──────── DATA

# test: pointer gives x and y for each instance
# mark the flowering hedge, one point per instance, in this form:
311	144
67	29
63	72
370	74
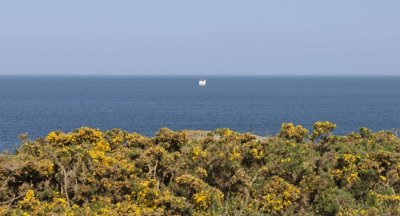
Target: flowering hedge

────────────────

WORK TO DO: Recast each line of the listing above as a Markdown table with the columns Row and Line, skipping blank lines and leaving out the pictures.

ANSWER TO THIS PROBLEM:
| Row | Line |
|---|---|
| 1 | # test: pointer gives x and y for each instance |
| 2 | # mark the flowering hedge, one point per instance, in this form: |
| 3 | 311	144 |
| 4 | 67	29 |
| 5 | 63	72 |
| 6 | 370	74 |
| 7 | Target: flowering hedge |